* [Requirement 1]
Answer these questions from the article on the Ohio Men's Action Network:
(a) What position does Glenn Harris hold?
(b) What garment does the slang term "wife beater" describe?
(c) Because of the COVID-19 pandemic, where are the workshops being moved?
* [Requirement 2] Reproduce everything in the OHMAN article from "Glenn Harris is" down to "and in control.", word for word.

"Boys will be boys."
"Nice guys finish last."
And "Man-up" are just some of the expressions that men may be told throughout their lifetime.
While they may seem harmless, research shows such stereotypes can actually support violence.
Glenn Harris is the coordinator of the Engaging Men program at the Ohio Men's Action Network (OHMAN) which works with men and boys on violence prevention. He explains hyper-masculine attitudes and behaviors lessen the value of women, and contribute to the idea that men must be strong and in control.
"Getting to some root attitudes and beliefs that start very early age and are often perpetuated through various social constructs — whether it be athletics, whether it be certain male fraternal structures and different things of that nature that continually feed to this notion of what being a man is," Harris states.
OHMAN's workshop, The New Playbook: Standing Strong to Promote Non-Violence, helps men construct positive masculinity, and learn about bystander intervention, leadership and community organizing, so they can influence others about non-violent and respectful relationships.
Harris says popular culture can also perpetuate violence, and offers the example of the slang term "wife beater," which is used to describe a sleeveless, white undershirt.
"Men often walk around with a certain sign of strength when they have that shirt on," he points out. "How do we eradicate that from the vocabulary? Out on the football field, in the classroom, out on the recess? How do we start to remove language and some of the things that can dishonor boys and girls to be predisposed to violence?"
Harris adds the COVID-19 pandemic has forced his group to get creative with technology, and workshops are currently being transitioned to an online space. But there is a silver lining.
"Which opens up the door to more men, because now I don't have to commit to an eight-hour workshop," he states. "I can now take modules at my own leisure. In addition have an opportunity to self-reflect as I go through these modules and not immediately going on to the next topic, so-to-speak."
Harris notes the network is also working within the LGBTQ community and other minority populations that are often disproportionately victims of some of the violence.

* [Dataset extract]

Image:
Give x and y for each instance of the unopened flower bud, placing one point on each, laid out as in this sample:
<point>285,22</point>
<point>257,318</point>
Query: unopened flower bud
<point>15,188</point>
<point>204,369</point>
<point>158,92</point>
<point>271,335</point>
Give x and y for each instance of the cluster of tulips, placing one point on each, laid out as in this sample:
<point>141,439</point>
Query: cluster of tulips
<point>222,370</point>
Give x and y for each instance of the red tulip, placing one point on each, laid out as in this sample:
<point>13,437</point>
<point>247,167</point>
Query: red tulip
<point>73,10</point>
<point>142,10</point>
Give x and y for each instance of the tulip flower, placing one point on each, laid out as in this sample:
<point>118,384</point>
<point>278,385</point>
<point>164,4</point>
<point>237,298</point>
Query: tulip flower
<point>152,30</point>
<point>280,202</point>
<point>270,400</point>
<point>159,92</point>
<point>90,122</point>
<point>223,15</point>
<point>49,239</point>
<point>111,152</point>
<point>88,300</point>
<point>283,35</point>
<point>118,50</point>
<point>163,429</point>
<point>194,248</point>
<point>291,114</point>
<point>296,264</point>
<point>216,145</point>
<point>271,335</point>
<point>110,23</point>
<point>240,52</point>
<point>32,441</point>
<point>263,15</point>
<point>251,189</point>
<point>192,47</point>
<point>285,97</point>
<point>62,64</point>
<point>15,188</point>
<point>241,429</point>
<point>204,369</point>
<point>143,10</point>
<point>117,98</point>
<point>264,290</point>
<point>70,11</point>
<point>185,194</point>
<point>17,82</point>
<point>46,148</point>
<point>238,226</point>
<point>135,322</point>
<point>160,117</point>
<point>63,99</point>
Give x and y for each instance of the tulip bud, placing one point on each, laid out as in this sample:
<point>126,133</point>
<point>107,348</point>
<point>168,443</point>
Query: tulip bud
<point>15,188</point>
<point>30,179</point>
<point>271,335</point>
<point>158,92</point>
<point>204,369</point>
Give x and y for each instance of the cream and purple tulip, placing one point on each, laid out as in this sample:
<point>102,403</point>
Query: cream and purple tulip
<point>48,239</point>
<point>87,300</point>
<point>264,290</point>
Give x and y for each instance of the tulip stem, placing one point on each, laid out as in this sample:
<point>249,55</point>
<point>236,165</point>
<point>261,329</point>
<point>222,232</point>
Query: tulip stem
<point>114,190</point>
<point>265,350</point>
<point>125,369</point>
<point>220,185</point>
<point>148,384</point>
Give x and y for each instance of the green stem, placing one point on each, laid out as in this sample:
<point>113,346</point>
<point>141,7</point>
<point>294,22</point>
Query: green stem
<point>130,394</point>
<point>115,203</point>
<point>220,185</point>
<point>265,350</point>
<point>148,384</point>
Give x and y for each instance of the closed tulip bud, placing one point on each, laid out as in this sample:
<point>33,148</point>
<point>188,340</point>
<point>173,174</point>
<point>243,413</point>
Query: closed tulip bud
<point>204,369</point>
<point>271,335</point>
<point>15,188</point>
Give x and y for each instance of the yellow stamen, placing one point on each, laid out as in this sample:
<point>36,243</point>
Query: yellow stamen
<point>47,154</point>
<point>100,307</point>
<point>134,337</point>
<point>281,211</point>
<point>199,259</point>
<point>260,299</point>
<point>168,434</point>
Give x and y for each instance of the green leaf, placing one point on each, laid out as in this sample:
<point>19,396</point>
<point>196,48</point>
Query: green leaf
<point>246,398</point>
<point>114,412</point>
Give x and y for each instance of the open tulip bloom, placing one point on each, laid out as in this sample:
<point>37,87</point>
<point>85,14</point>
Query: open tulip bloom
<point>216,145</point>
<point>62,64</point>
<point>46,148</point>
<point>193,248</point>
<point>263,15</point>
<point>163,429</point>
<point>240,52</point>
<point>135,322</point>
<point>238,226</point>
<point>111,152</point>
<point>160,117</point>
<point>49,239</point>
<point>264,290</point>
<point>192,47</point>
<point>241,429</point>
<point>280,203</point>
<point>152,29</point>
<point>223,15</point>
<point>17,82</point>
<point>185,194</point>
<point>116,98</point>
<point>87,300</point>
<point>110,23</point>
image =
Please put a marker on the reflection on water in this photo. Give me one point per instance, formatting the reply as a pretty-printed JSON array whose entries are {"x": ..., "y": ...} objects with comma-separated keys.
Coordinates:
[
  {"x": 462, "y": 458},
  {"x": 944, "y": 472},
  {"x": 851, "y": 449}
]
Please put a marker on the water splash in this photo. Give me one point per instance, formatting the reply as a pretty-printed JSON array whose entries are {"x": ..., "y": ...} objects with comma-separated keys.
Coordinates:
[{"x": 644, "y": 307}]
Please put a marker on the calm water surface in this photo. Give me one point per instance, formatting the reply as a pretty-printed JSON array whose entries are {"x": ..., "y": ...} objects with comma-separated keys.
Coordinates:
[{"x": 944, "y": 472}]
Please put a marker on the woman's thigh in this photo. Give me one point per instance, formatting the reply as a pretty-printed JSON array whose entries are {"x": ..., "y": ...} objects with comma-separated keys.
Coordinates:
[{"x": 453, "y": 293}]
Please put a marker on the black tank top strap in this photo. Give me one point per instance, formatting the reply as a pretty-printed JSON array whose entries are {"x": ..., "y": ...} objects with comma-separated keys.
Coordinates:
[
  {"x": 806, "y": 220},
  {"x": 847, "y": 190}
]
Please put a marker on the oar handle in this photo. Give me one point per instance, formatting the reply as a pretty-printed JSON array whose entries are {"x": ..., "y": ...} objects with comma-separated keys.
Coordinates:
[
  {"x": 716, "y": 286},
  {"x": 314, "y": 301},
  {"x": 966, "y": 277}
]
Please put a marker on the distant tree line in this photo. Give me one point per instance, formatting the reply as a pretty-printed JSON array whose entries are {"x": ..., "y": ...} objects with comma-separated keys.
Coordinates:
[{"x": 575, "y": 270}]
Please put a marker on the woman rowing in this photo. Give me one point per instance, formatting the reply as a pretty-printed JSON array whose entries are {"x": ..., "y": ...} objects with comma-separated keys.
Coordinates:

* [Worked solution 1]
(a) Coordinator of the Engaging Men program at the Ohio Men's Action Network (OHMAN)
(b) A sleeveless, white undershirt
(c) To an online space

* [Worked solution 2]
Glenn Harris is the coordinator of the Engaging Men program at the Ohio Men's Action Network (OHMAN) which works with men and boys on violence prevention. He explains hyper-masculine attitudes and behaviors lessen the value of women, and contribute to the idea that men must be strong and in control.